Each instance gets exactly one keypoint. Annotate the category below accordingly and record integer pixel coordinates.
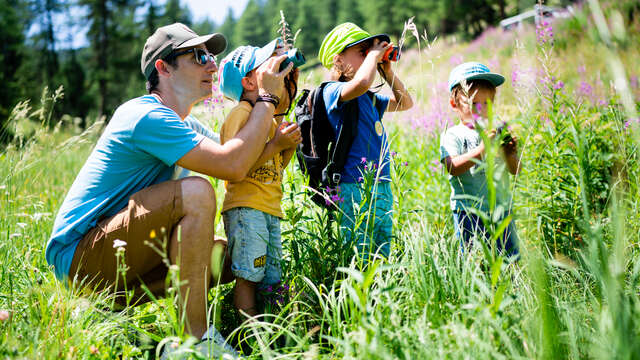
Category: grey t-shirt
(469, 190)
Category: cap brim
(382, 37)
(264, 53)
(215, 43)
(495, 79)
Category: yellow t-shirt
(260, 189)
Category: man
(123, 194)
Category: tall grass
(574, 293)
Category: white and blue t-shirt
(371, 141)
(469, 190)
(137, 149)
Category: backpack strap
(344, 139)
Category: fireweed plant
(573, 294)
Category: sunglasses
(202, 56)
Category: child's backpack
(323, 153)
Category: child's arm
(366, 74)
(287, 155)
(460, 164)
(510, 152)
(284, 139)
(401, 99)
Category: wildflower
(117, 243)
(585, 89)
(544, 33)
(633, 80)
(93, 350)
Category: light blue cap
(473, 71)
(238, 63)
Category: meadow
(571, 98)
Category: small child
(251, 209)
(353, 56)
(472, 88)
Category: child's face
(353, 56)
(474, 107)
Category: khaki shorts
(150, 217)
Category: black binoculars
(295, 56)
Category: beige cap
(173, 37)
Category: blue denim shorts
(468, 225)
(254, 244)
(371, 231)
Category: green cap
(174, 37)
(341, 37)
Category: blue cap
(473, 71)
(238, 63)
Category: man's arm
(401, 99)
(233, 160)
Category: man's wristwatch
(270, 98)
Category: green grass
(574, 294)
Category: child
(472, 88)
(251, 209)
(353, 56)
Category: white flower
(117, 243)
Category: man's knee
(198, 195)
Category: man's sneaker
(214, 346)
(211, 346)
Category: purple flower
(585, 89)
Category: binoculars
(503, 134)
(294, 56)
(392, 54)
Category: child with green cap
(251, 210)
(472, 87)
(354, 56)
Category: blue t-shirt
(371, 140)
(137, 149)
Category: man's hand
(270, 80)
(287, 136)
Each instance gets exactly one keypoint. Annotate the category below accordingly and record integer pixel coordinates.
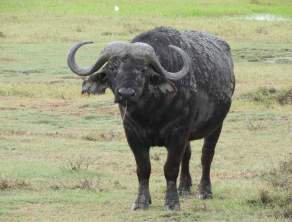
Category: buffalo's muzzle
(126, 94)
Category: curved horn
(149, 53)
(110, 50)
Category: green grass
(167, 8)
(65, 157)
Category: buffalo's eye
(143, 70)
(112, 68)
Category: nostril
(126, 92)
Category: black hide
(168, 113)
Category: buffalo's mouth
(126, 96)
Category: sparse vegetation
(65, 158)
(270, 96)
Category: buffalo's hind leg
(143, 170)
(206, 160)
(185, 182)
(176, 148)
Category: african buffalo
(172, 87)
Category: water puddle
(260, 17)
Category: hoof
(204, 196)
(173, 207)
(138, 206)
(184, 192)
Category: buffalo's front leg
(176, 148)
(141, 154)
(206, 160)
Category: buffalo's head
(131, 69)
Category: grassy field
(65, 158)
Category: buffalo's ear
(163, 85)
(95, 84)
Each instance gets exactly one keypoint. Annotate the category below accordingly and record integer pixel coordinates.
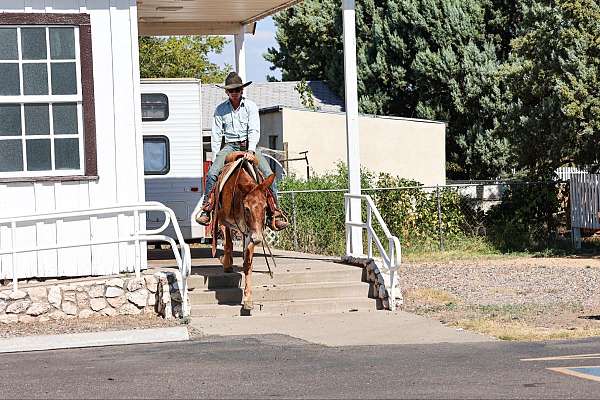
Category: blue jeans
(219, 162)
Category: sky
(257, 68)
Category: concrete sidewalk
(93, 339)
(342, 329)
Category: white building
(70, 120)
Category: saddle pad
(231, 168)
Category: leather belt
(243, 144)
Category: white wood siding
(119, 151)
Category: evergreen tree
(434, 59)
(554, 78)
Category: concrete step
(236, 279)
(295, 307)
(320, 290)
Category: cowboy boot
(205, 216)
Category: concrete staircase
(299, 286)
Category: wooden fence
(585, 204)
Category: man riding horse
(236, 121)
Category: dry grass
(522, 331)
(431, 296)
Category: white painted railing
(390, 257)
(182, 255)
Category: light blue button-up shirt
(236, 125)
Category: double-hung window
(43, 106)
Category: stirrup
(204, 218)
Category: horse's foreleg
(227, 258)
(248, 255)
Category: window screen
(156, 155)
(155, 107)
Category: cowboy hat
(233, 81)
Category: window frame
(168, 111)
(85, 96)
(162, 139)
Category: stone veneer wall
(376, 280)
(158, 293)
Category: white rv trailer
(173, 160)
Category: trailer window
(156, 155)
(155, 107)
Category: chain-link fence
(482, 217)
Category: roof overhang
(204, 17)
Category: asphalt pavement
(279, 366)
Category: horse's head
(255, 207)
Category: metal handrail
(391, 256)
(182, 255)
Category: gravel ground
(512, 298)
(511, 281)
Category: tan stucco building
(404, 147)
(408, 148)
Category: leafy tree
(554, 78)
(181, 57)
(434, 59)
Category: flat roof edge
(170, 80)
(280, 108)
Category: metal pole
(352, 132)
(240, 53)
(440, 229)
(295, 230)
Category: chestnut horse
(243, 205)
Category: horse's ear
(264, 185)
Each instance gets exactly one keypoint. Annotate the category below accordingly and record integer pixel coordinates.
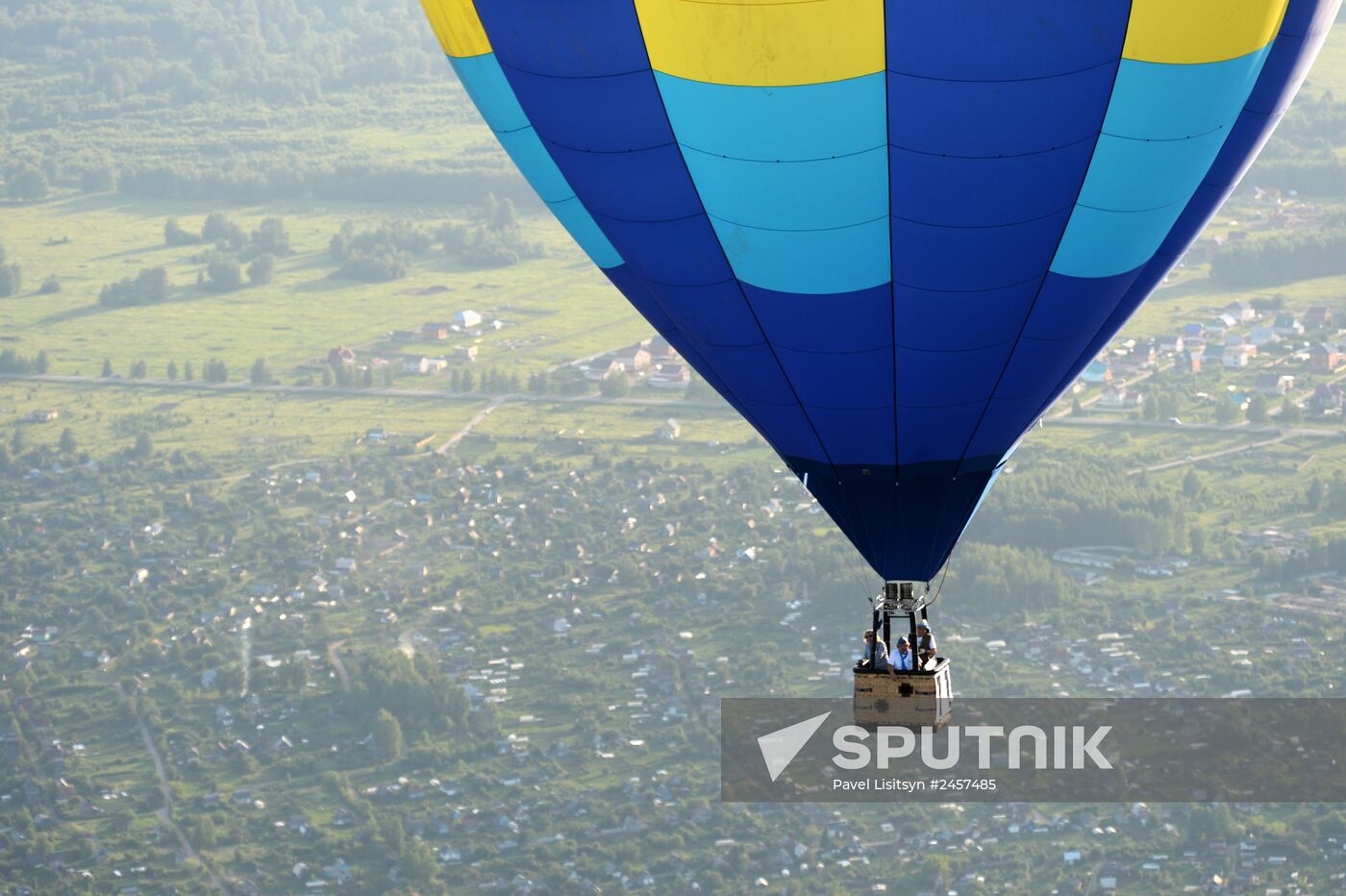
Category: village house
(1238, 356)
(633, 358)
(670, 376)
(1328, 397)
(340, 356)
(1323, 358)
(1318, 316)
(1274, 385)
(423, 364)
(1168, 344)
(1116, 397)
(1288, 324)
(1262, 336)
(601, 369)
(1097, 371)
(466, 319)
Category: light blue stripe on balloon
(808, 261)
(1166, 101)
(575, 217)
(532, 158)
(486, 84)
(794, 179)
(1134, 175)
(490, 90)
(793, 195)
(770, 124)
(1164, 127)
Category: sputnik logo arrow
(783, 745)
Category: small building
(1323, 358)
(633, 358)
(1097, 373)
(1237, 357)
(670, 376)
(1274, 385)
(340, 356)
(1168, 344)
(1288, 326)
(1328, 397)
(1241, 311)
(1120, 398)
(1318, 316)
(1262, 336)
(466, 319)
(601, 369)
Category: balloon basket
(909, 698)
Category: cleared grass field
(555, 310)
(239, 427)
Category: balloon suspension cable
(942, 576)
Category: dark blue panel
(682, 252)
(855, 436)
(787, 430)
(585, 110)
(568, 39)
(1076, 306)
(996, 118)
(841, 322)
(966, 259)
(944, 320)
(841, 380)
(935, 434)
(713, 315)
(630, 185)
(1002, 424)
(1036, 364)
(998, 40)
(944, 378)
(949, 190)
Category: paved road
(420, 394)
(478, 417)
(334, 659)
(165, 810)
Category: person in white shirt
(925, 642)
(875, 653)
(901, 657)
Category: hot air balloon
(890, 233)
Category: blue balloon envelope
(890, 235)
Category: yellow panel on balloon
(458, 27)
(766, 43)
(1188, 31)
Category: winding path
(164, 811)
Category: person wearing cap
(875, 653)
(925, 642)
(901, 657)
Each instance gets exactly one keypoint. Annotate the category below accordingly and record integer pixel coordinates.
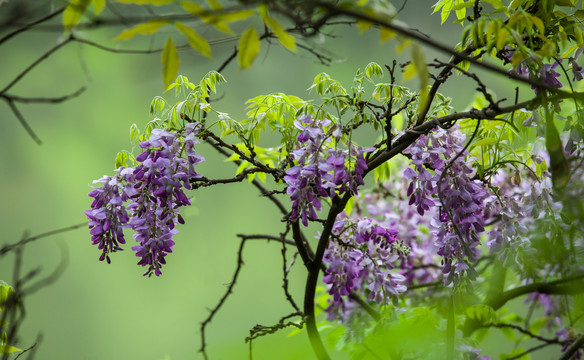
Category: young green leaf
(249, 48)
(169, 62)
(196, 41)
(73, 12)
(214, 17)
(144, 2)
(98, 6)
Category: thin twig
(49, 100)
(27, 239)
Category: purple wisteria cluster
(440, 178)
(390, 206)
(323, 169)
(153, 192)
(546, 73)
(359, 259)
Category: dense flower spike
(438, 181)
(154, 190)
(322, 169)
(359, 259)
(107, 215)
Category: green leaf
(144, 2)
(208, 17)
(149, 27)
(122, 159)
(249, 48)
(73, 12)
(514, 354)
(196, 41)
(508, 332)
(5, 291)
(169, 63)
(538, 325)
(486, 142)
(484, 314)
(98, 6)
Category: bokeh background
(100, 311)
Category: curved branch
(27, 239)
(214, 311)
(335, 11)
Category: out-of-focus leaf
(98, 6)
(143, 2)
(5, 291)
(7, 349)
(249, 48)
(196, 41)
(149, 27)
(208, 17)
(73, 12)
(169, 62)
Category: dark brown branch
(573, 349)
(260, 330)
(535, 348)
(118, 51)
(523, 331)
(286, 269)
(235, 276)
(255, 183)
(27, 239)
(335, 11)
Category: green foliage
(249, 47)
(6, 294)
(196, 41)
(73, 12)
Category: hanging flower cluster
(359, 259)
(323, 170)
(153, 192)
(442, 178)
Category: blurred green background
(100, 311)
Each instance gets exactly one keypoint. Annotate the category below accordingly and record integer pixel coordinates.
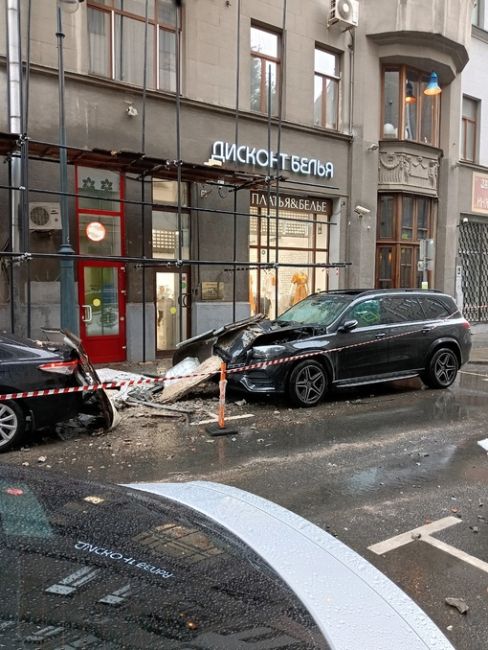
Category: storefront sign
(286, 202)
(479, 197)
(224, 152)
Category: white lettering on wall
(225, 152)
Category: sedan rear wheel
(307, 384)
(442, 369)
(12, 424)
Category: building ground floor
(162, 254)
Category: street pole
(68, 313)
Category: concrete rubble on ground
(158, 396)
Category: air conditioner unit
(344, 11)
(44, 216)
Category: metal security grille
(473, 252)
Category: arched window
(408, 113)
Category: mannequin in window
(299, 287)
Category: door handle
(183, 299)
(87, 313)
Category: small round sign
(95, 231)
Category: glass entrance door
(102, 307)
(101, 283)
(172, 310)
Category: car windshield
(315, 310)
(89, 566)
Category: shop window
(265, 69)
(114, 26)
(303, 239)
(408, 113)
(166, 192)
(326, 89)
(469, 129)
(403, 221)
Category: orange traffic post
(219, 429)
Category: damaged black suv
(343, 339)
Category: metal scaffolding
(18, 149)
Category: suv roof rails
(357, 292)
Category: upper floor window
(265, 70)
(469, 130)
(116, 32)
(326, 89)
(408, 113)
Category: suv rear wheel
(307, 384)
(12, 424)
(442, 369)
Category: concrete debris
(209, 368)
(458, 603)
(185, 367)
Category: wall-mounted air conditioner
(345, 12)
(44, 216)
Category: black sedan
(191, 566)
(343, 339)
(27, 365)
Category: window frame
(324, 78)
(477, 16)
(420, 83)
(397, 244)
(264, 59)
(153, 23)
(465, 122)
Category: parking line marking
(411, 536)
(423, 534)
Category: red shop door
(101, 283)
(102, 308)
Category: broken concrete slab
(205, 371)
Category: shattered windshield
(315, 310)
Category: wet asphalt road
(365, 466)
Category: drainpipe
(352, 45)
(14, 75)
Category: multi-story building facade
(472, 262)
(305, 140)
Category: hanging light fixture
(409, 96)
(432, 87)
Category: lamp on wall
(433, 87)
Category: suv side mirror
(348, 326)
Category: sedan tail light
(60, 367)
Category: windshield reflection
(90, 567)
(314, 310)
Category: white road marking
(412, 535)
(474, 374)
(423, 534)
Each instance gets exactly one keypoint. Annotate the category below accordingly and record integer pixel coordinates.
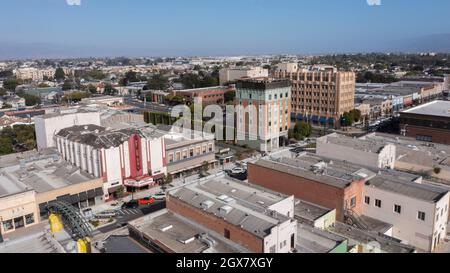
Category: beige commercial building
(29, 181)
(228, 75)
(321, 95)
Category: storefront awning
(99, 192)
(114, 189)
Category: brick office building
(429, 122)
(308, 177)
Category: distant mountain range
(430, 43)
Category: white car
(159, 196)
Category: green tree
(356, 114)
(109, 90)
(348, 118)
(158, 82)
(75, 97)
(300, 131)
(31, 100)
(96, 74)
(92, 89)
(59, 74)
(6, 146)
(11, 84)
(68, 85)
(230, 96)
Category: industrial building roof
(313, 240)
(434, 108)
(365, 145)
(40, 172)
(309, 212)
(101, 138)
(232, 211)
(181, 235)
(415, 152)
(387, 244)
(394, 183)
(337, 174)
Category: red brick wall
(216, 224)
(439, 136)
(308, 190)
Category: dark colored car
(146, 201)
(133, 204)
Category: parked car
- - -
TASK BRIEF: Extract every line from the one with "Category: storefront awning" down to the final line above, both included, exactly as written.

THE RESULT:
Category: storefront awning
(99, 192)
(114, 189)
Category: brick office building
(429, 122)
(308, 177)
Category: distant mountain range
(430, 43)
Category: white car
(159, 196)
Category: green tree
(356, 114)
(109, 90)
(348, 118)
(158, 82)
(75, 97)
(300, 131)
(31, 100)
(96, 74)
(92, 89)
(59, 74)
(6, 146)
(11, 84)
(68, 85)
(230, 96)
Category: industrial building roof
(313, 240)
(434, 108)
(365, 145)
(40, 172)
(309, 212)
(101, 138)
(232, 211)
(181, 235)
(415, 152)
(387, 244)
(394, 183)
(337, 174)
Category: red brick wall
(216, 224)
(439, 136)
(308, 190)
Category: dark colored car
(146, 201)
(133, 204)
Category: parked car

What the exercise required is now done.